Work task:
Copy exactly the lines from the one containing "Please locate the formula one race car." through the last line of the records, both included, and nothing more.

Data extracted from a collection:

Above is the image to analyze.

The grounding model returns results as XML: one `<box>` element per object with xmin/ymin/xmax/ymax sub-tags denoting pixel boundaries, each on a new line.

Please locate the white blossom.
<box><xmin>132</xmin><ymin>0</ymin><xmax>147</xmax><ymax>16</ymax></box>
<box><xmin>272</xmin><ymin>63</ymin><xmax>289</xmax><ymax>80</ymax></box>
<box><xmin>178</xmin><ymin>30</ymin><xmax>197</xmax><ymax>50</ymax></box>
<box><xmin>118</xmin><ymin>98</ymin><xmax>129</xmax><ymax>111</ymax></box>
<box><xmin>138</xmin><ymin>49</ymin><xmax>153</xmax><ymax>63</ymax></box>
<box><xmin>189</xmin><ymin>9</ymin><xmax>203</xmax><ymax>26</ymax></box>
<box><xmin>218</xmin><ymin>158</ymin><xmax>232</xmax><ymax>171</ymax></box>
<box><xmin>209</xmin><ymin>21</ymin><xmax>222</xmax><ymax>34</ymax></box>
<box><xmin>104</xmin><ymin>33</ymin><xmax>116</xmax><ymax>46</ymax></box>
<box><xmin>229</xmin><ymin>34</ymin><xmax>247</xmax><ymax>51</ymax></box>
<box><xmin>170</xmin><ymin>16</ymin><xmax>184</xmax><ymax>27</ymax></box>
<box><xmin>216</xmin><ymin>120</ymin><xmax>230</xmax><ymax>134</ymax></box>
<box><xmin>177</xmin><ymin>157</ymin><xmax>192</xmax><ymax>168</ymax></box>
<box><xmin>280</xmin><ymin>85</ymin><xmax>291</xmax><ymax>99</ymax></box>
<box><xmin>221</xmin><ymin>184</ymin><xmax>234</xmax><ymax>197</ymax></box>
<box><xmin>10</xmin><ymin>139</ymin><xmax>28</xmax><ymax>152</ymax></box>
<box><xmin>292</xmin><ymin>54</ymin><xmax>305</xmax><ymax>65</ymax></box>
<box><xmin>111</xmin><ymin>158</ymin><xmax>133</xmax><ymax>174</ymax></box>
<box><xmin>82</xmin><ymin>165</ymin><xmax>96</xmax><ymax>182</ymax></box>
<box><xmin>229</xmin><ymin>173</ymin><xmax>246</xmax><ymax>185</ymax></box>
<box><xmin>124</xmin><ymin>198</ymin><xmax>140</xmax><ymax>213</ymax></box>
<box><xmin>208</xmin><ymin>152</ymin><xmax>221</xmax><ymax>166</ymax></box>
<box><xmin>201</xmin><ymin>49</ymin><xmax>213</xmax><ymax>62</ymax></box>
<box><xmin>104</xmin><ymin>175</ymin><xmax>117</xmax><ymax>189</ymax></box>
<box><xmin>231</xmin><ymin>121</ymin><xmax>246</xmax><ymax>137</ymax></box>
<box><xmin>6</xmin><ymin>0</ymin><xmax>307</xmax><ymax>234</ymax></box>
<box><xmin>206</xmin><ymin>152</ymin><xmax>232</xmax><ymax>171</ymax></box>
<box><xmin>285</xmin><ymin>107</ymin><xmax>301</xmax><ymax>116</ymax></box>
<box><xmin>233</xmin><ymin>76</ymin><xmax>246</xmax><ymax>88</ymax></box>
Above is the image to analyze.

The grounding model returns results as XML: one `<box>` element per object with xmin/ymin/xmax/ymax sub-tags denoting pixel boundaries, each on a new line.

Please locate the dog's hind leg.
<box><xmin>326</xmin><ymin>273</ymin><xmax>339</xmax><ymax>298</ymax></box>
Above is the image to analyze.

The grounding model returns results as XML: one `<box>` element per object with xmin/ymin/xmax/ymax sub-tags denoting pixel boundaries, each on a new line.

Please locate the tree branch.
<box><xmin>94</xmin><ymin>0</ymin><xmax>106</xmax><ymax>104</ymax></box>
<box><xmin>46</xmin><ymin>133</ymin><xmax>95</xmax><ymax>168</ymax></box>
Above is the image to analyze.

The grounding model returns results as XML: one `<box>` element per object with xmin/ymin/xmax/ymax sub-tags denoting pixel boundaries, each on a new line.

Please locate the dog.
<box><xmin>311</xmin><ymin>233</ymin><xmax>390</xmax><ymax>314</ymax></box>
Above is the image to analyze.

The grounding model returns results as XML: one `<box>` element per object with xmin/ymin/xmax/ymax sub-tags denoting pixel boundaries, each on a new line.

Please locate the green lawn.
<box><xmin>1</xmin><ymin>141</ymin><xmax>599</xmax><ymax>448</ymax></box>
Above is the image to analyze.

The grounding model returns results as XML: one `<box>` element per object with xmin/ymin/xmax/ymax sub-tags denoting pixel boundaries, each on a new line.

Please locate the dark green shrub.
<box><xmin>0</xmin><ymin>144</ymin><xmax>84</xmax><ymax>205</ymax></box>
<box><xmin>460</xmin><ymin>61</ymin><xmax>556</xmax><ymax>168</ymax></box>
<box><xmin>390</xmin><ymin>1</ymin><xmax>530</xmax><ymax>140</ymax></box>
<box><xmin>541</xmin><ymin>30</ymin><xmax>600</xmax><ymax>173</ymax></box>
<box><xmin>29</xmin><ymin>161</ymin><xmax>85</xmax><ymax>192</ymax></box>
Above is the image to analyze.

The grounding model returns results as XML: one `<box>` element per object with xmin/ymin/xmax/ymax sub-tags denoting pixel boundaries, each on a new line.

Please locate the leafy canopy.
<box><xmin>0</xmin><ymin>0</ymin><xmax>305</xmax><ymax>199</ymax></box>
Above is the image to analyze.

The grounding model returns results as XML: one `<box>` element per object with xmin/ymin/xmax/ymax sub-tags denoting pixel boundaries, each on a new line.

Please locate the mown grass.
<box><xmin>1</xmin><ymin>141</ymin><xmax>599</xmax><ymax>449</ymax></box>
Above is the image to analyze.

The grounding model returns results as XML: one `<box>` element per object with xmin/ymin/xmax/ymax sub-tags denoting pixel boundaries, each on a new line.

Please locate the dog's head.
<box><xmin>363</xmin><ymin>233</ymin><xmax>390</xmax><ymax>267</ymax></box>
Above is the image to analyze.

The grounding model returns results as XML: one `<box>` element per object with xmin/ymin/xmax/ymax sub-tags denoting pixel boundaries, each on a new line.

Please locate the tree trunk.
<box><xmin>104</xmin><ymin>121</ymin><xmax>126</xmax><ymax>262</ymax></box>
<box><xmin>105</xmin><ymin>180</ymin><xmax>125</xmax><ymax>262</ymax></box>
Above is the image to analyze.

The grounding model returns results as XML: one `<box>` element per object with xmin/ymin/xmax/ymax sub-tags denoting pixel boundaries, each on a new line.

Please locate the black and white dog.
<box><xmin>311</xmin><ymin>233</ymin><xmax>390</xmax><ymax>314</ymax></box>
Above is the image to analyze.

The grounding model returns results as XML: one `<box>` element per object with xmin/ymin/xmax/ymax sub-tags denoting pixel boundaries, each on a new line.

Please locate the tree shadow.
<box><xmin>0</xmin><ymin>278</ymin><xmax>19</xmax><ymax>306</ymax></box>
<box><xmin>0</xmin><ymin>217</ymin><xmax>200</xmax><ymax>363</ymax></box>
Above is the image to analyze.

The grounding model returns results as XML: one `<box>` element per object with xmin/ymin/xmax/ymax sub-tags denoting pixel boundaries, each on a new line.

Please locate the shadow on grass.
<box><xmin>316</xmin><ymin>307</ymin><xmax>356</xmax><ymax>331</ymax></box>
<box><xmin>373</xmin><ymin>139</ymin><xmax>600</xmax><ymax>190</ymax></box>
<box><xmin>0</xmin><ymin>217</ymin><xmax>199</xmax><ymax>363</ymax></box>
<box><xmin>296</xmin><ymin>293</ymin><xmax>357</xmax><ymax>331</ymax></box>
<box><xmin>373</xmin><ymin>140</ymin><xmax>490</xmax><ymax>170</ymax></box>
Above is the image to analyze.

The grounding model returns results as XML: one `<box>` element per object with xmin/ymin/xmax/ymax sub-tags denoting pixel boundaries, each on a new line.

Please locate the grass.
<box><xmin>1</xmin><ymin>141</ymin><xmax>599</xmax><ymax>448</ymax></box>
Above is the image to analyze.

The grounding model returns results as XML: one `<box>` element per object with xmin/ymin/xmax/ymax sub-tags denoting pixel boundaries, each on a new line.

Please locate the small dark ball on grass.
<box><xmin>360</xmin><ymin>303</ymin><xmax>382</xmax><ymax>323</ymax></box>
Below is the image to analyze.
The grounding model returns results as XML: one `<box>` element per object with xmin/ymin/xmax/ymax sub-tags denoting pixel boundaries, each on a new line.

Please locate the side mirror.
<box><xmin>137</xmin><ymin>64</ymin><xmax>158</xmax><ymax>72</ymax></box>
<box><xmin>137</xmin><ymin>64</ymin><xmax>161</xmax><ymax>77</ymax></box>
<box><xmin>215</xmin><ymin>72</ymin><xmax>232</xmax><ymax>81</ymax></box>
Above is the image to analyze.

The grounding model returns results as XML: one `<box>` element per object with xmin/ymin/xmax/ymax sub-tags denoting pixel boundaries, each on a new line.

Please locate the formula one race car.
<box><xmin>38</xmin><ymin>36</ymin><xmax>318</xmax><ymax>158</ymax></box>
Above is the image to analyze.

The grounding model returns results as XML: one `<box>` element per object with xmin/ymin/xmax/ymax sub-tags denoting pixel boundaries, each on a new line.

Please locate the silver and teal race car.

Exercise result:
Please locate the formula one race car.
<box><xmin>38</xmin><ymin>36</ymin><xmax>318</xmax><ymax>158</ymax></box>
Above is the image to analyze.

The grounding model returns results as XML: one `<box>` element per object with xmin/ymin/xmax/ymax sub-tags denoting pixel boundaries, each on a new line.

Please locate the silver and teal race car.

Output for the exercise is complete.